*** Data shown Section Begins ***

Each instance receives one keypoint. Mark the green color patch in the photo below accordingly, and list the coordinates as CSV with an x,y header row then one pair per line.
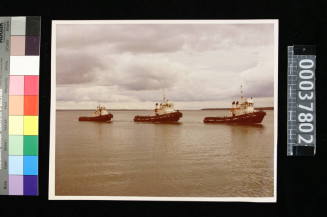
x,y
31,145
15,145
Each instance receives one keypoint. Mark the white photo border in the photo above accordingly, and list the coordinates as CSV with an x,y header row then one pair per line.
x,y
53,196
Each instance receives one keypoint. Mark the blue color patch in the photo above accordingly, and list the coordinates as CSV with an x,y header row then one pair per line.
x,y
15,165
30,165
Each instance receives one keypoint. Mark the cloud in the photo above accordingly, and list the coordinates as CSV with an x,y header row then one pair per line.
x,y
124,63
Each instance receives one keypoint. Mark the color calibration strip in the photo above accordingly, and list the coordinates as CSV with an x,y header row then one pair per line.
x,y
23,106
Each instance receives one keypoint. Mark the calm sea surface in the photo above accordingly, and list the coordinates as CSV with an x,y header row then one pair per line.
x,y
189,159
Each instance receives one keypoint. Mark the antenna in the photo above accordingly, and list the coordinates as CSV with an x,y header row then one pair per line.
x,y
164,95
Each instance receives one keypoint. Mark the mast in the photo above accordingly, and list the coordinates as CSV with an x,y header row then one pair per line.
x,y
164,95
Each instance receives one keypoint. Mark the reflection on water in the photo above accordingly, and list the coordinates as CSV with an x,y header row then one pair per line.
x,y
124,158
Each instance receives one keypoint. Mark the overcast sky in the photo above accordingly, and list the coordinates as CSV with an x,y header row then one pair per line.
x,y
127,66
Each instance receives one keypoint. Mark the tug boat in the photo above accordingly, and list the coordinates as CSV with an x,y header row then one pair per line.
x,y
242,112
101,114
164,113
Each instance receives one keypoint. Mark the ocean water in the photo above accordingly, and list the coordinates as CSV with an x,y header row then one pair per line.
x,y
189,159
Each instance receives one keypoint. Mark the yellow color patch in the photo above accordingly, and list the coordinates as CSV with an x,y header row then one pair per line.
x,y
31,125
16,124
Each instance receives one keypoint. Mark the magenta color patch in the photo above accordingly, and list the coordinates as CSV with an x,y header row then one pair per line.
x,y
16,185
31,85
16,85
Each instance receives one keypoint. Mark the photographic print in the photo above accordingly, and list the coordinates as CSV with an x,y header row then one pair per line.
x,y
164,110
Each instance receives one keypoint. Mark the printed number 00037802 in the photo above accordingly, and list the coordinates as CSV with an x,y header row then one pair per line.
x,y
306,94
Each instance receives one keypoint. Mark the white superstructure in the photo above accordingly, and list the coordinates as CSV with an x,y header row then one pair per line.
x,y
165,107
101,110
244,106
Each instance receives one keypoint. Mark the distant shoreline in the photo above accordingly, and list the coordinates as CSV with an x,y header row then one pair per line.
x,y
258,108
203,109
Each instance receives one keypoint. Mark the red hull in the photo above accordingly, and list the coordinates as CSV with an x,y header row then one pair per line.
x,y
252,118
102,118
165,118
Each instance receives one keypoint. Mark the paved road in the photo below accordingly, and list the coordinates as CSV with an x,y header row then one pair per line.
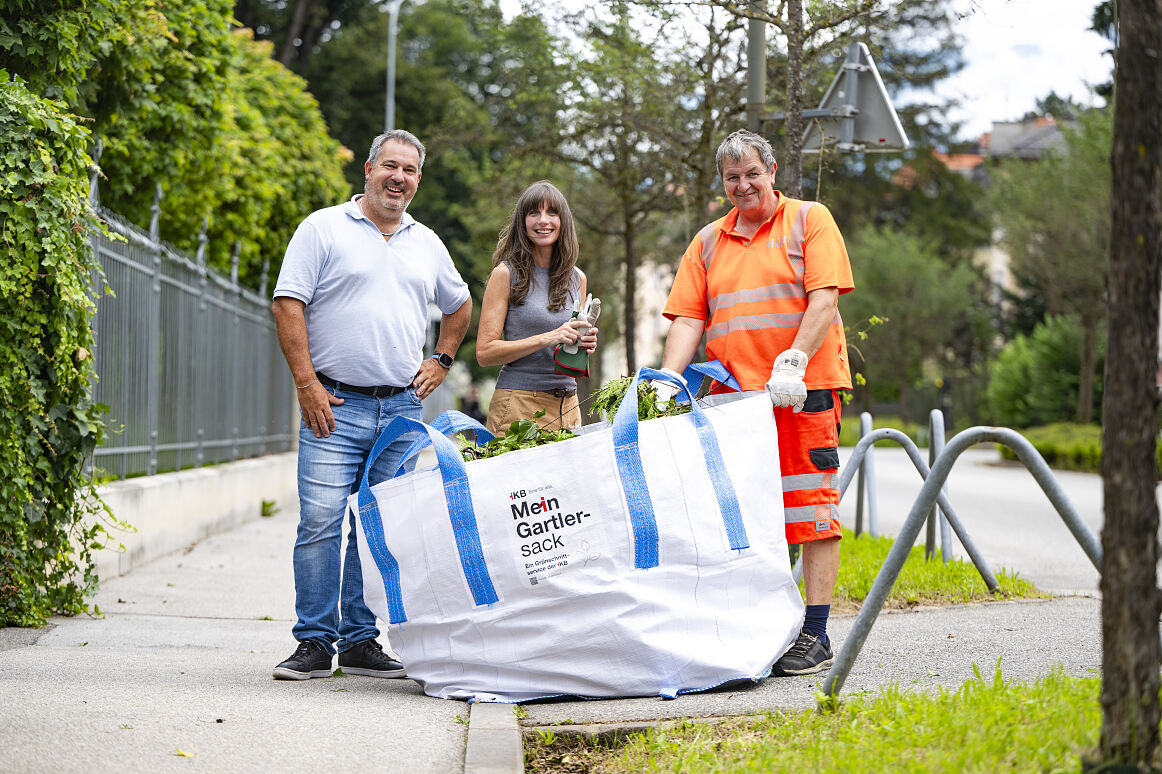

*** Data shown Section Ends ***

• [The problem] Reproduce all of the material above word for word. Omit the pictures.

• [Result of the task]
Each instance receives one keypoint. Mark the green color patch in the photo below accordingly, and list the coordinates as CSV with an x,y header row then one pair per line.
x,y
31,145
15,145
Each instance receives one keypoint. Mark the white photo border in the photo above accordingly, and list the coordinates as CSV with an x,y header row then one pair per line.
x,y
53,196
Each instance receives one keypoint. Mark the blue color patch in the photo above accordingly, and list the coordinates as CSV with an x,y header row then one pair per line.
x,y
15,165
30,165
Each instance receives one keypoint. Mark the cloud in the photo above accordingly, and list the coordinates as CSV with an x,y header row then one pair per line.
x,y
124,63
Each instance receives one keypoint. Mark the color calibration strip in the photo above accordingly, and list the coordinates as CSV with an x,y header row then one pair per line.
x,y
23,106
Each instance receives one keypoint. Mark the calm sea surface in the photo above accordingly, and list the coordinates as CSV with an x,y header row then one pair per line.
x,y
189,159
Each instance receives one keypoint. Mark the antenna in the photo above accordingly, and list the coordinates as CSV with an x,y header row then one pair per line.
x,y
164,95
Each instance receives one keypoint. Mark the mast in the photo above accordingly, and list the coordinates as CSV with an x,y header row then one pair per line.
x,y
164,95
Each instance receives one keypoint. Mark the reflection on water in the photo above accordingly, and list the coordinates as CSV with an x,y header row then one pair per line.
x,y
124,158
Each instance receives one keypoint. Mark the overcast sky in the photo above accordingly, and list the coordinates as CSV with an x,y header row then one pair per line.
x,y
127,66
Each instance receives one keypoint. Mark the tug boat in the photo above accordingly, and list the coordinates as CSV with an x,y header row then one pair per line.
x,y
242,112
101,114
164,113
Each instance receives one keypoint. Mark the ocean water in the photo above accordingly, and list the coordinates as CSV with an x,y header row then one pair per line.
x,y
189,159
Each instance receives one keypoint. Mark the yellow color patch in the photo above accordingly, and list the coordinates as CSV with an x,y header row then one pair per line.
x,y
31,125
16,124
Each instance receives one keypoint. Mark the magenta color patch in the photo above accordingly, and list the coordinates as CSV with an x,y header row then one pair per line.
x,y
16,185
31,85
16,85
Each instance receives one keypoint. Mark the photographic print in the photo above accordingly, and list the coordinates as CSV with an x,y header row then one pair per line.
x,y
164,110
Each instance receives one keypoint. Mark the printed number 00037802 in the photo above accordingly, and list the coordinates as CSV with an x,y header row then one pair per line.
x,y
306,94
Each instance receives one keypoint. Mark the white superstructure in the photo above accordingly, and list the coordinates as CSV with an x,y header row then one pair per line.
x,y
165,107
101,110
244,106
Each instance receives one keypoint. Mark the distant shoreline in the photo above accordingly, and list the coordinates as CSV with an x,y header row then one pair per line.
x,y
258,108
203,109
Each instance receives one keypoint. Mark the red hull in the photo above accordingly, and list the coordinates as CSV with an x,y header row then one pair per line.
x,y
252,118
102,118
165,118
Each instance receives one keypoint. Mark the paved road in the photo below accordingly, and list the coordinates as CSV with an x,y header row then one pair per line.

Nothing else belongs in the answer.